- Предложенный текст:
◆ ◆ ◆ ◆ ◆
<<
>>

Искушения отрочества

«Вы знаете мои методы, Ватсон», — говорит Шерлок Холмс перед объяснением того, как он нашел необходимую улику. Итак, перед тем как мы отправимся в дальнейшее путешествие по тайнам чело­веческого мозга, я полагаю, что необходимо в общих чертах описать методы, лежащие в основе моего подхода.

Прежде всего это самый широкий, многопрофильный подход, движимый любопытством и непрестанным вопросом: «А что, если?» Хотя в настоящее время я интересуюсь неврологией, моя первая влюбленность в науку случи­лась, когда я еще был подростком, в индийском городе Ченнай. Меня постоянно завораживали природные явления, и моей первой стра­стью была химия. Я был заворожен идеей, что вся Вселенная основа­на на простых взаимодействиях между элементами, составляющими законченный список. Позже я обнаружил, что меня привлекает био­логия со всеми ее озадачивающими, но в то же время заворажива­ющими сложностями. Помню, когда мне было двенадцать, я читал об аксолотлях, которые, будучи видом саламандр, развились таким образом, что постоянно остаются в водной личиночной стадии.
Им удается сохранить жабры (в отличие от саламандр и лягушек, кото­рые развивают их в легкие), останавливая процесс преобразования и достигая половой зрелости в воде. Я был совершенно изумлен, про­читав, что, если просто ввести этим существам «гормон преобразо­вания» (экстракт щитовидной железы), можно заставить аксолотля превратиться в своего вымершего, сухопутного взрослого предка с отсутствующими жабрами, из которого он развился. Можно было вернуться назад во времени, воскресить доисторическое животное, более не живущее на Земле. Кроме того, мне было известно, что по каким-то таинственным причинам у взрослых саламандр не регене­рируются отрезанные ноги, но у головастиков регенерируются. Мое любопытство заставило меня сделать еще один шаг и задать вопрос, мог ли аксолотль — который в конечном счете является « взрослым головастиком» — сохранить способность регенерировать потерян­ную ногу, как это сейчас делают головастики лягушек.
И сколько же еще существует на Земле, размышлял я, подобных аксолотлям су­ществ, которых можно вернуть к их предковой форме, просто вве­дя им гормоны? Можно ли человека — который, в конце концов, является эволюционировавшей обезьяной, сохранившей недораз­витые способности, — вернуть в предковую форму, что-то вроде Homo erectus, использовав соответствующий коктейль из гормонов? В моем уме разворачивался целый поток вопросов и рассуждений, и я навсегда «подсел» на биологию.
◆ ◆ ◆ ◆ ◆
- Задание A:
Перепишите из текста об аксолотлях дословно фрагмент от слов «Прежде всего это» до слов «водной личиночной стадии.» включительно.
- Задание B:
Продолжите текст об аксолотлях с того места, на котором он заканчивается.
Пункты, приведённые далее, с текстом об аксолотлях никак не связаны.

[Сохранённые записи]
◆ ◆ ◆ ◆ ◆
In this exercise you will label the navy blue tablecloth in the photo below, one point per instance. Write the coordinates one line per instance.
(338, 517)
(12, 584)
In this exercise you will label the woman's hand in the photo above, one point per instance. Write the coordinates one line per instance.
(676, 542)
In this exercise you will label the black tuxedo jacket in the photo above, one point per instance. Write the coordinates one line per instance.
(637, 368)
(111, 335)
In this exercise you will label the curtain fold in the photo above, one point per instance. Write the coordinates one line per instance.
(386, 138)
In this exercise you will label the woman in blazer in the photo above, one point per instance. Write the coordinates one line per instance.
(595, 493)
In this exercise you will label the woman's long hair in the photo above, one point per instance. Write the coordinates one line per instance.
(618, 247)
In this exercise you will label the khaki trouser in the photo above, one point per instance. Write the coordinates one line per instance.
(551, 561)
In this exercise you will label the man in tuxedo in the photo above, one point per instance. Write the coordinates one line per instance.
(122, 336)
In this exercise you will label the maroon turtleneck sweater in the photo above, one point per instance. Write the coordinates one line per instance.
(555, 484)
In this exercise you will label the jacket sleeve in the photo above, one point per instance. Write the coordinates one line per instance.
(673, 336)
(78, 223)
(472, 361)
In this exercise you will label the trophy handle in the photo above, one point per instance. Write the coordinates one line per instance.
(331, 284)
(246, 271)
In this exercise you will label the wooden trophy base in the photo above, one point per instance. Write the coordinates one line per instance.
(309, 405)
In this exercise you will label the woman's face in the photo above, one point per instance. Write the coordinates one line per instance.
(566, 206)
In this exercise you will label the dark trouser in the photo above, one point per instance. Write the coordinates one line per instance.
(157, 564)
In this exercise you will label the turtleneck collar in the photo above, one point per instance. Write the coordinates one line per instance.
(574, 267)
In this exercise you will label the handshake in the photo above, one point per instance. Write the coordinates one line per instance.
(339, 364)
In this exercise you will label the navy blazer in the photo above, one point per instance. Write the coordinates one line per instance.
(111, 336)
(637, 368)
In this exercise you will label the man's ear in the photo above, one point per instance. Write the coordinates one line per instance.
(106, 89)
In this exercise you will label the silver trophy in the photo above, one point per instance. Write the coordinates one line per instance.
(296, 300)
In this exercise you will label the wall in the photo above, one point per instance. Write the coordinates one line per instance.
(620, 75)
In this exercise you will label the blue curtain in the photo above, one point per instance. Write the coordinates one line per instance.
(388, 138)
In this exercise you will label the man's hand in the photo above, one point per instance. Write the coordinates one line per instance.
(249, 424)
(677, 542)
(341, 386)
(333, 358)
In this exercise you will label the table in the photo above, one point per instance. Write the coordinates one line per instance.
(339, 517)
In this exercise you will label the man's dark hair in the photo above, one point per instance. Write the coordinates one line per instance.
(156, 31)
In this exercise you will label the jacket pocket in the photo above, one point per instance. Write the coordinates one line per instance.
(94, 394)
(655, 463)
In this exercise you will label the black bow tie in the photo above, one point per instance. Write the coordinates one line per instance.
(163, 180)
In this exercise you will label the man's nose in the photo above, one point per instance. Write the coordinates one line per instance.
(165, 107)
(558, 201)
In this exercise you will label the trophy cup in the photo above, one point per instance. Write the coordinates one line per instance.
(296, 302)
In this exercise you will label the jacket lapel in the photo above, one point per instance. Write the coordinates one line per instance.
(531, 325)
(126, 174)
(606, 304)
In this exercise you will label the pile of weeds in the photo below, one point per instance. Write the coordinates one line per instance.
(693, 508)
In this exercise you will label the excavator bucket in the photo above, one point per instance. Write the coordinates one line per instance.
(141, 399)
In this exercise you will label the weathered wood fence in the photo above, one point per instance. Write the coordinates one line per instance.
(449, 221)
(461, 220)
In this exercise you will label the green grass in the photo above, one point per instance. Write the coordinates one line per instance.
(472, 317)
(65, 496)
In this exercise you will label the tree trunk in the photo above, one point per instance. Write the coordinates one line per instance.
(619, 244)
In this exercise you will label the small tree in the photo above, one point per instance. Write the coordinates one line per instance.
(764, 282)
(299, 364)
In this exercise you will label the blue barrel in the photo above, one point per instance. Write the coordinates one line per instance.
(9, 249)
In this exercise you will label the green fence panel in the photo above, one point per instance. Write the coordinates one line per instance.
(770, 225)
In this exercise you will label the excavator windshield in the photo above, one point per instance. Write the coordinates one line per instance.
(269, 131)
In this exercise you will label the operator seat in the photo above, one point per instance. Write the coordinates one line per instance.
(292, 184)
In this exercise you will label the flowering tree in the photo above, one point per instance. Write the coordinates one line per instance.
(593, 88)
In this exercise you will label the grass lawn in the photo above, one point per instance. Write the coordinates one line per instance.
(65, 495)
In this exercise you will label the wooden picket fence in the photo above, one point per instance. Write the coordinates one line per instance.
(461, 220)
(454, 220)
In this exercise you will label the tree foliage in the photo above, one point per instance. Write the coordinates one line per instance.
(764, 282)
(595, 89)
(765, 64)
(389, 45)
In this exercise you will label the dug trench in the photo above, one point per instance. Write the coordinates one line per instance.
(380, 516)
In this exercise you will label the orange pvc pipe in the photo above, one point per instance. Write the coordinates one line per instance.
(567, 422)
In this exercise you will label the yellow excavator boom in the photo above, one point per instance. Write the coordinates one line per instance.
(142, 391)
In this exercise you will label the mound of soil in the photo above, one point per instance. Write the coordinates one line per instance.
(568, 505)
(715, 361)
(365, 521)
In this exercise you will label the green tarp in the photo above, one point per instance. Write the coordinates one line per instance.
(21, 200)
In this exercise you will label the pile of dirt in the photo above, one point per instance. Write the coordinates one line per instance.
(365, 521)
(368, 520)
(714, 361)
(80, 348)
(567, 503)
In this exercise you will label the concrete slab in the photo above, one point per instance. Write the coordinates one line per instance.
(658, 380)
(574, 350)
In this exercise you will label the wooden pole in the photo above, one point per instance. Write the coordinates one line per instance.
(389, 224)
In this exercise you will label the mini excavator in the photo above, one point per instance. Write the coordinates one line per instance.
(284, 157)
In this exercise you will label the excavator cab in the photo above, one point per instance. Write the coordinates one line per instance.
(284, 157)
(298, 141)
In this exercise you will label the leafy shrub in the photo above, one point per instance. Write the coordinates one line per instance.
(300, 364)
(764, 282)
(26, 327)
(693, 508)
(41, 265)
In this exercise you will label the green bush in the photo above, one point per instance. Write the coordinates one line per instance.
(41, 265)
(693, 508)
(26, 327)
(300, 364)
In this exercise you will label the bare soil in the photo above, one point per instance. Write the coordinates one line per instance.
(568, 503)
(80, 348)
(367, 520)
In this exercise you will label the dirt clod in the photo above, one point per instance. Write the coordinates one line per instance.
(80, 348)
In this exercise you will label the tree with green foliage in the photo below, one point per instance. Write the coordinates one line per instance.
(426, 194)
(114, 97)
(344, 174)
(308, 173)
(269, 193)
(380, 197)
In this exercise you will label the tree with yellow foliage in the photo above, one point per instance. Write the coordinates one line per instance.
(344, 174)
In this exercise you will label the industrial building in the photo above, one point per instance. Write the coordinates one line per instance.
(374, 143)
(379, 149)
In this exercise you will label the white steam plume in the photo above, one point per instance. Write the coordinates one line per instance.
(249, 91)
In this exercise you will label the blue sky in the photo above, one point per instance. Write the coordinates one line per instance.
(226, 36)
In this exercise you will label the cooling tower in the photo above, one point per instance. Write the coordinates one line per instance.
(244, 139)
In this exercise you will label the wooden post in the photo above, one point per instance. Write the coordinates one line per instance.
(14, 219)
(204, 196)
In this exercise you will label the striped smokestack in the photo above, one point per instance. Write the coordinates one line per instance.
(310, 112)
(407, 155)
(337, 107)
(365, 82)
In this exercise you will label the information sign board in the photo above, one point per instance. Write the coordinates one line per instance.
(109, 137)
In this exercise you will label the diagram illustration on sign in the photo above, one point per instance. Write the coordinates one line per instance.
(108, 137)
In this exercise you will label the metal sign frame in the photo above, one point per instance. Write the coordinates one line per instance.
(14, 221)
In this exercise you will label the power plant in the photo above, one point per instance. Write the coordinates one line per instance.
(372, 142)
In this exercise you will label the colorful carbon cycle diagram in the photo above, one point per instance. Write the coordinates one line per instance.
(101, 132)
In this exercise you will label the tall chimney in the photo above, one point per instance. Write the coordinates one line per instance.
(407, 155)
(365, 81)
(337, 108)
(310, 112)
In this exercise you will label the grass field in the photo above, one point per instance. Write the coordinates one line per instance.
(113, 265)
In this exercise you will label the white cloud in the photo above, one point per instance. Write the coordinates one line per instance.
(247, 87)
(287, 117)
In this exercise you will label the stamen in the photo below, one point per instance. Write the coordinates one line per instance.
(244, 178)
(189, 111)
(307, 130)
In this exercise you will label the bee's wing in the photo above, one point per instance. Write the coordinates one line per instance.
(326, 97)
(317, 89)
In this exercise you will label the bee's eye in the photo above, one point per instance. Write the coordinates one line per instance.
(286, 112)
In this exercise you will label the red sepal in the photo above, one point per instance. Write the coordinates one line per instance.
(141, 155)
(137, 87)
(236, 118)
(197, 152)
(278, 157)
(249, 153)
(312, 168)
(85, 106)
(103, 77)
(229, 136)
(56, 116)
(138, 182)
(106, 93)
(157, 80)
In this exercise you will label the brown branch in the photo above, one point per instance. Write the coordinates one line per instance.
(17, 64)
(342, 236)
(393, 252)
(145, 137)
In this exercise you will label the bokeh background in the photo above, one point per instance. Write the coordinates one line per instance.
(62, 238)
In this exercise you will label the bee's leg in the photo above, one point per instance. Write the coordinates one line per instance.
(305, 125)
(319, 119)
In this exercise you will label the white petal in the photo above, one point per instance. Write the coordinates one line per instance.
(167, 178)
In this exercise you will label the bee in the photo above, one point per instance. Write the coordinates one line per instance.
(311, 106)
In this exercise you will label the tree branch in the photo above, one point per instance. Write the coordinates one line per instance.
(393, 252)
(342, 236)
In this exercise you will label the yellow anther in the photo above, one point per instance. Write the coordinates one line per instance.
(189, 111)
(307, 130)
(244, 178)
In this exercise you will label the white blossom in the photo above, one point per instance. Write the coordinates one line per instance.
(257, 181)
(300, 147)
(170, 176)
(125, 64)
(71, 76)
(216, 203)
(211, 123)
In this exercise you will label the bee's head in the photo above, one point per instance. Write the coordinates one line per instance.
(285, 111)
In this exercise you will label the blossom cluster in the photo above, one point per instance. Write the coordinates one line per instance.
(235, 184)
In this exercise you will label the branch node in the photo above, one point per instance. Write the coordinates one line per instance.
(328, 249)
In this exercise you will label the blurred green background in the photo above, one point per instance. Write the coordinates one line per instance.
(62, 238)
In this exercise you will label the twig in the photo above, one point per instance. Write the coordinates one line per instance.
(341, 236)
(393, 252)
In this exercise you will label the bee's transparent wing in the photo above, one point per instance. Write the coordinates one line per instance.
◆ ◆ ◆ ◆ ◆
- Ответ A:
Прежде всего это самый широкий, многопрофильный подход, движимый любопытством и непрестанным вопросом: «А что, если?» Хотя в настоящее время я интересуюсь неврологией, моя первая влюбленность в науку случи­лась, когда я еще был подростком, в индийском городе Ченнай. Меня постоянно завораживали природные явления, и моей первой стра­стью была химия. Я был заворожен идеей, что вся Вселенная основа­на на простых взаимодействиях между элементами, составляющими законченный список. Позже я обнаружил, что меня привлекает био­логия со всеми ее озадачивающими, но в то же время заворажива­ющими сложностями. Помню, когда мне было двенадцать, я читал об аксолотлях, которые, будучи видом саламандр, развились таким образом, что постоянно остаются в водной личиночной стадии.

- Ответ B:
Везде я находил загадки и возможности. Когда мне было восем­надцать, я прочитал сноску в одном малоизвестном медицинском справочнике, где говорилось, что если у человека с саркомой, злокаче­ственной опухолью, поражающей мягкие ткани, вследствие инфекции развивается сильный жар, рак иногда переходит в полную ремиссию. Сокращение раковой опухоли как результат жара? Почему? Что мо­жет это объяснить и мог бы этот факт послужить основой для практи­ческого лечения рака?[1] Я был увлечен возможностями, открывавши­мися такими странными, неожиданными путями, и выучил для себя важный урок: никогда не принимай очевидное за доказанное. Когда- то совершенно очевидным считалось, что четырехфунтовый камень упадет на землю в два раза быстрее, чем двухфунтовый. Так было до тех пор, пока не пришел Галилео Галилей и не потратил десять ми­нут на выполнение простого до элегантности эксперимента, который привел к совершенно неожиданному результату и изменил историю.

В отрочестве у меня также было страстное увлечение ботаникой. Помню, как долго я размышлял над тем, как бы мне обзавестись соб­ственной венериной мухоловкой, которую Дарвин назвал «самым изумительным растением на Земле». Он показал, что она захлопы­вается, если быстро прикоснуться последовательно к двум волоскам внутри ее ловушки. Двойной спусковой механизм, судя по всему, со­ответствует движениям насекомых в противоположность неодушев­ленным предметам, случайно попадающим или падающим внутрь нее. Как только добыча захвачена, растение остается закрытым и на­чинает выделять пищеварительные ферменты, но только в том случае, если оно поймало действительно пищу.

Это возбудило мое любопыт­ство. С помощью чего определяется, что это пища? Остается ли му­холовка закрытой из-за аминокислот? Жировых кислот? Каких-то еще кислот? Крахмала? Чистого сахара? Сахарина? Насколько слож­ны определители пищи в ее пищеварительной системе? Увы, тогда мне так и не удалось обзавестись таким питомцем.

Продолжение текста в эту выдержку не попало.